**Work task**
Reproduce precisely the lines of the listing below, starting with the line that contains "target | man's nose" and stopping after the line that contains "target | man's ear"; include nothing else.

------ Exercise data ------

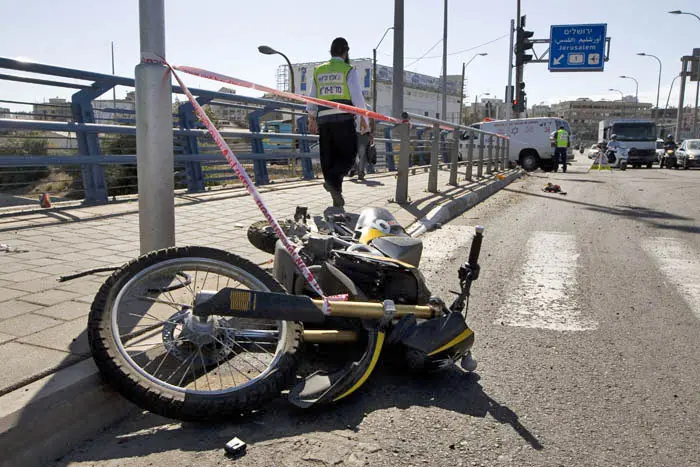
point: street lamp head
(263, 49)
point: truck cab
(530, 144)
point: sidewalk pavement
(43, 322)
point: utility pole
(444, 67)
(154, 134)
(518, 68)
(461, 96)
(397, 78)
(114, 88)
(681, 97)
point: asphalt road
(587, 323)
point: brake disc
(180, 340)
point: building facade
(422, 93)
(584, 114)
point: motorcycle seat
(402, 248)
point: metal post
(480, 166)
(470, 156)
(454, 153)
(307, 167)
(434, 154)
(444, 67)
(695, 110)
(404, 156)
(397, 78)
(374, 85)
(154, 134)
(681, 98)
(518, 69)
(389, 151)
(489, 163)
(497, 146)
(461, 95)
(509, 89)
(507, 162)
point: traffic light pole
(519, 67)
(509, 89)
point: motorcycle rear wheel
(150, 347)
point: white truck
(530, 140)
(637, 136)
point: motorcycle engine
(382, 278)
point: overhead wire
(424, 56)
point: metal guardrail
(93, 157)
(494, 160)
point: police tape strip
(253, 191)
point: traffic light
(523, 44)
(520, 97)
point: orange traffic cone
(45, 201)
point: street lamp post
(263, 49)
(374, 73)
(658, 86)
(464, 67)
(669, 94)
(679, 12)
(636, 92)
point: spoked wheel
(149, 345)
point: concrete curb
(455, 207)
(44, 420)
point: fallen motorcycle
(196, 333)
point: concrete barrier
(44, 420)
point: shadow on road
(450, 390)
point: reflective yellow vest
(331, 79)
(562, 138)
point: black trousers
(560, 155)
(338, 147)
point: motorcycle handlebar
(476, 245)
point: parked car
(688, 154)
(659, 150)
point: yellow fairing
(372, 364)
(370, 234)
(465, 334)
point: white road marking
(545, 298)
(680, 265)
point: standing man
(561, 141)
(336, 81)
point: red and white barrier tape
(238, 168)
(250, 187)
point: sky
(223, 35)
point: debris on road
(235, 447)
(552, 188)
(4, 247)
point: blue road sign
(577, 47)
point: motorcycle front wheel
(154, 351)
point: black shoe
(338, 201)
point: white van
(530, 143)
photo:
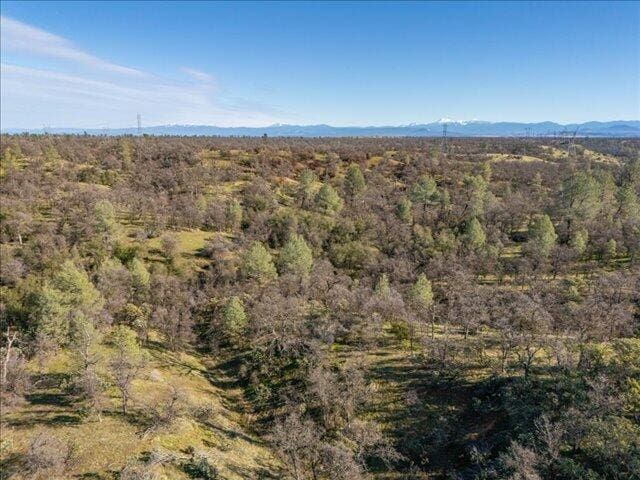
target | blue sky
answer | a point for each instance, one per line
(94, 65)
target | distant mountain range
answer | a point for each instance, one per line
(455, 128)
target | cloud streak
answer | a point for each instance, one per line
(22, 38)
(106, 93)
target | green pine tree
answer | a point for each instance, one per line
(234, 319)
(328, 199)
(258, 264)
(354, 180)
(542, 235)
(296, 256)
(474, 236)
(421, 293)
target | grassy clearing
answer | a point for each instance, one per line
(104, 445)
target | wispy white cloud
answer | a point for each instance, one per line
(22, 38)
(103, 93)
(198, 75)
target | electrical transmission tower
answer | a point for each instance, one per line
(443, 145)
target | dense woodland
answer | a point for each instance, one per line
(183, 307)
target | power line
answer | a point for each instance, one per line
(443, 144)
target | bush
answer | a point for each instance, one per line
(201, 467)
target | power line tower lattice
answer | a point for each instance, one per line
(443, 144)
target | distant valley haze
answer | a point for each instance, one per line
(454, 128)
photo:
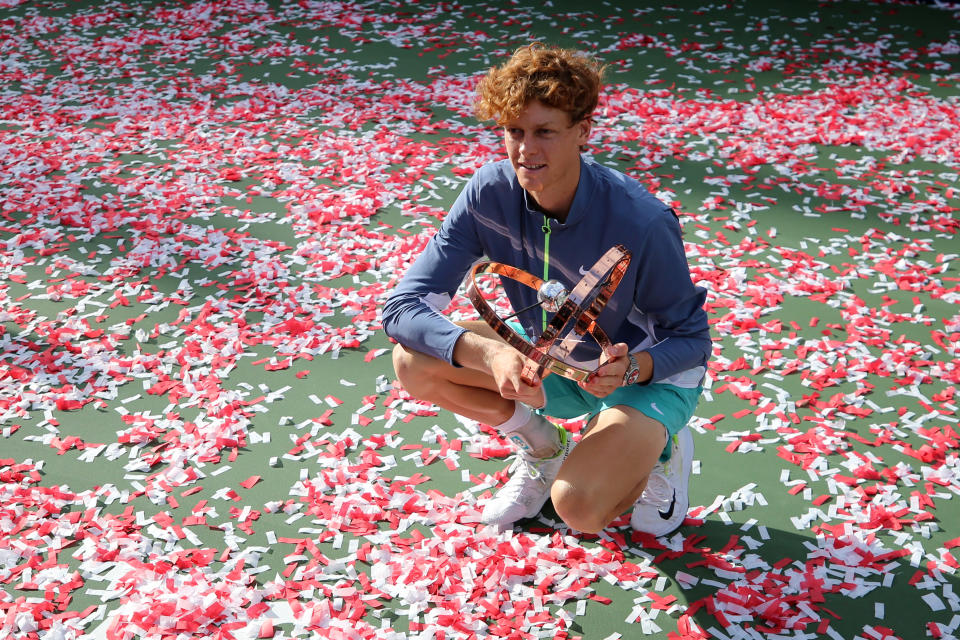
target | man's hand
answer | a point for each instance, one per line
(609, 376)
(502, 362)
(506, 365)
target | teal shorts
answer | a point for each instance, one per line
(668, 404)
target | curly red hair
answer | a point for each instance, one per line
(559, 78)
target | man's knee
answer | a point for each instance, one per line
(578, 507)
(414, 370)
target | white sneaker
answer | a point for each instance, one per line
(528, 488)
(663, 504)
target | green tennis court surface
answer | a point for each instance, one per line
(203, 205)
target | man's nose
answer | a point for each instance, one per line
(527, 145)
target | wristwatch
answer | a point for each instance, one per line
(632, 374)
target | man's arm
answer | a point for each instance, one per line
(502, 362)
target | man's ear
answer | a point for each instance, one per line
(584, 127)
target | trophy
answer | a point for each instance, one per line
(575, 314)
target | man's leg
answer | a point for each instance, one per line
(473, 394)
(608, 470)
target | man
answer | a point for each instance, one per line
(548, 211)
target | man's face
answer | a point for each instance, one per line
(544, 148)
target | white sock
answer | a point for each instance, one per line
(531, 433)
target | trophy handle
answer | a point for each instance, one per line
(582, 306)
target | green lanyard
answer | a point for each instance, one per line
(546, 260)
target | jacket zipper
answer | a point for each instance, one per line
(546, 260)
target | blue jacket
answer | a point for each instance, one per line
(656, 308)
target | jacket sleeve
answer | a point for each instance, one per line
(412, 313)
(665, 293)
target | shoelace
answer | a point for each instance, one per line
(658, 490)
(529, 466)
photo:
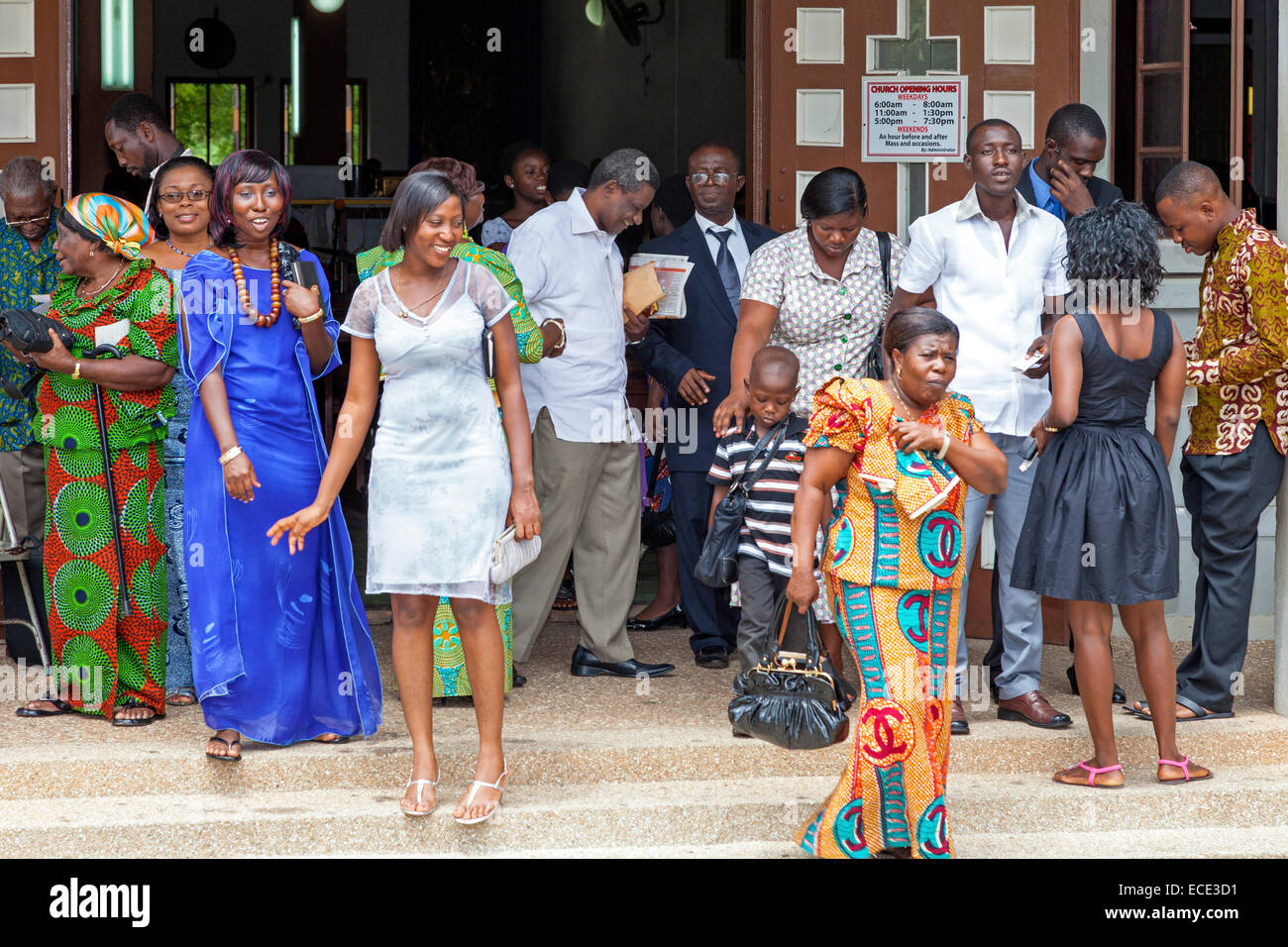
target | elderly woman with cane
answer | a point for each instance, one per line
(102, 423)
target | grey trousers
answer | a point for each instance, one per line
(590, 505)
(760, 591)
(1021, 611)
(22, 475)
(1225, 496)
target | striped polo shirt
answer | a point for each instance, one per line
(767, 527)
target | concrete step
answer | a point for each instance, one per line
(666, 815)
(170, 761)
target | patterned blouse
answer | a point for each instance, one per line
(828, 324)
(898, 518)
(21, 274)
(1237, 357)
(138, 316)
(526, 330)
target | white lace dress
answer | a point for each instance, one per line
(441, 470)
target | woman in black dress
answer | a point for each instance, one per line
(1102, 522)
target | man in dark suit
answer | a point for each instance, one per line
(1061, 179)
(1061, 182)
(691, 359)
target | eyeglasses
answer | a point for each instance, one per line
(25, 221)
(702, 178)
(196, 196)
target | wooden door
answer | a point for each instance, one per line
(805, 114)
(806, 63)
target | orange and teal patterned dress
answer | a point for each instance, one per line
(450, 676)
(894, 571)
(112, 657)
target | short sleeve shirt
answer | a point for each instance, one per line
(828, 324)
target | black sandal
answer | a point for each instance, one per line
(63, 707)
(227, 757)
(133, 720)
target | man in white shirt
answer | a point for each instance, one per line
(585, 453)
(995, 265)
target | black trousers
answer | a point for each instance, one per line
(712, 624)
(1225, 496)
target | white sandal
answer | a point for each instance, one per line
(476, 785)
(420, 789)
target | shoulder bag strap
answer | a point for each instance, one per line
(746, 482)
(657, 467)
(884, 245)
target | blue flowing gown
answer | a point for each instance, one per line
(281, 650)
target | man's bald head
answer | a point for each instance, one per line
(1188, 183)
(1192, 204)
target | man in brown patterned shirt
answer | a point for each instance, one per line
(1234, 458)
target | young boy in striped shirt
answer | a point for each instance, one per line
(764, 548)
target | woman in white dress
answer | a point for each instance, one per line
(445, 476)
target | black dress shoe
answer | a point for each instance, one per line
(587, 665)
(711, 657)
(673, 618)
(1120, 696)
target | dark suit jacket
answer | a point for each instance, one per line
(702, 339)
(1100, 189)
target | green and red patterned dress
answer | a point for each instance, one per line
(111, 659)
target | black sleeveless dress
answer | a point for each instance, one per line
(1102, 518)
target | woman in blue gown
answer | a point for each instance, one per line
(281, 650)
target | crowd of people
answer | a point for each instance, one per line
(872, 398)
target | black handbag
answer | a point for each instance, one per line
(657, 527)
(717, 565)
(29, 331)
(872, 364)
(790, 698)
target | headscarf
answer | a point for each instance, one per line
(117, 223)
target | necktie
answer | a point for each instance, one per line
(725, 268)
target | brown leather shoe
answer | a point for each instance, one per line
(960, 725)
(1031, 707)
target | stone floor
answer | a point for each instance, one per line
(606, 767)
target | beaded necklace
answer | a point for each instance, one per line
(244, 295)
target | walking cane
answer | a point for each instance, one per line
(112, 352)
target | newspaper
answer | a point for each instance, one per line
(673, 272)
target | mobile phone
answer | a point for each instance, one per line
(1026, 363)
(305, 273)
(1028, 454)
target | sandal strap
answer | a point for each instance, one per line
(1093, 772)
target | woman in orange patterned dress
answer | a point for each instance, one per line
(901, 454)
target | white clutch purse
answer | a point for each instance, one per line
(509, 556)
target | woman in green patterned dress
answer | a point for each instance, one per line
(107, 663)
(535, 343)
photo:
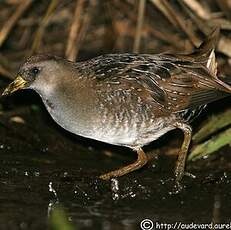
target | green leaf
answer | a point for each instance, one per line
(214, 124)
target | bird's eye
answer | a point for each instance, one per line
(34, 71)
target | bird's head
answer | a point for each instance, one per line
(37, 71)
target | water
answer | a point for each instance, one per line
(42, 167)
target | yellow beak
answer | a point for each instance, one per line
(17, 84)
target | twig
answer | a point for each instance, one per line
(84, 27)
(71, 50)
(160, 6)
(140, 20)
(176, 18)
(40, 31)
(5, 73)
(10, 23)
(197, 8)
(224, 46)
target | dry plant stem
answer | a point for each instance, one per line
(180, 164)
(198, 9)
(187, 28)
(224, 45)
(6, 29)
(84, 27)
(199, 22)
(40, 31)
(160, 6)
(71, 50)
(139, 25)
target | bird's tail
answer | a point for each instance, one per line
(205, 52)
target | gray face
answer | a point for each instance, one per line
(39, 75)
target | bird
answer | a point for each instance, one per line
(127, 99)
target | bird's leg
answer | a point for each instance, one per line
(180, 164)
(140, 162)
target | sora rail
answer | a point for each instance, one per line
(126, 99)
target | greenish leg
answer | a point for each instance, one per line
(180, 164)
(140, 162)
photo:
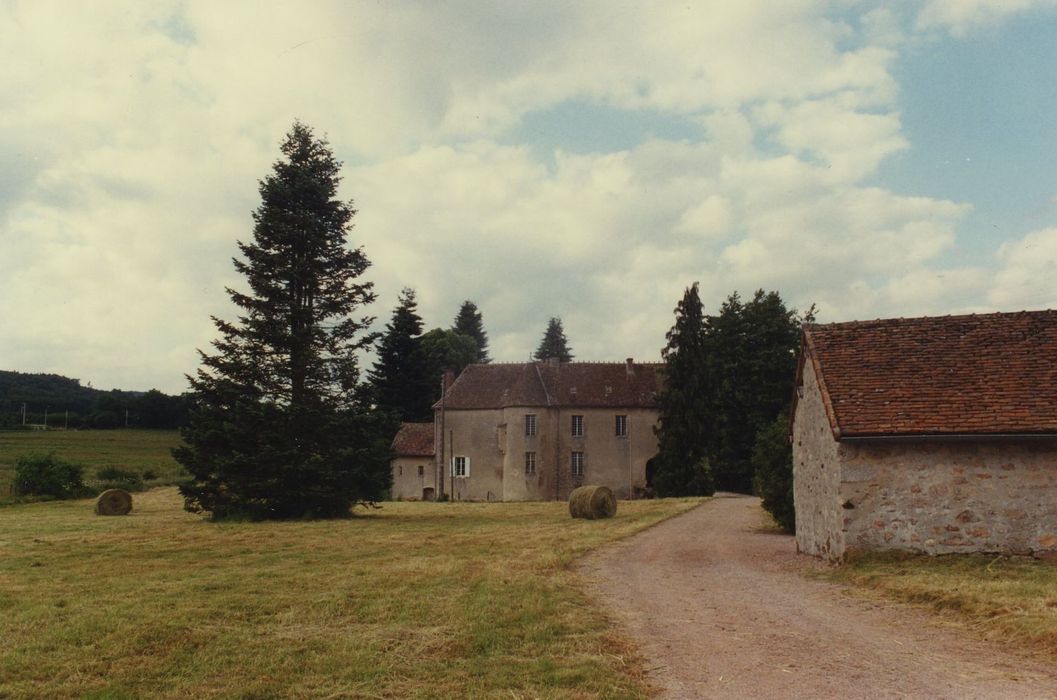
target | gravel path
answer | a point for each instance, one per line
(720, 609)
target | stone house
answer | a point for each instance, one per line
(536, 430)
(414, 473)
(931, 435)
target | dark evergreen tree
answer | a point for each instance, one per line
(681, 466)
(400, 379)
(278, 428)
(773, 471)
(753, 349)
(554, 343)
(468, 323)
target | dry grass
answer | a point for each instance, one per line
(1006, 599)
(95, 449)
(408, 601)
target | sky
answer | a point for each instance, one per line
(581, 160)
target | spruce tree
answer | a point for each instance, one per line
(554, 343)
(468, 323)
(401, 376)
(278, 428)
(446, 349)
(682, 467)
(753, 362)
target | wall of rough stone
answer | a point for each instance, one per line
(407, 483)
(945, 497)
(816, 475)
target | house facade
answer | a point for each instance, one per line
(414, 472)
(931, 435)
(536, 430)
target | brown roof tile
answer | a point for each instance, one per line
(551, 384)
(976, 374)
(414, 440)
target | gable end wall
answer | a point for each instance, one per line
(816, 475)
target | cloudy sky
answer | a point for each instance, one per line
(582, 160)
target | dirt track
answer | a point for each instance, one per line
(720, 609)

------

**Problem solution**
target | man's nose
answer | a point for each instance, one per line
(527, 145)
target | wristwatch
answer | a point for each instance, one per line
(632, 374)
target | man's arm
answer | a point for each instance, one per line
(502, 362)
target | man's ear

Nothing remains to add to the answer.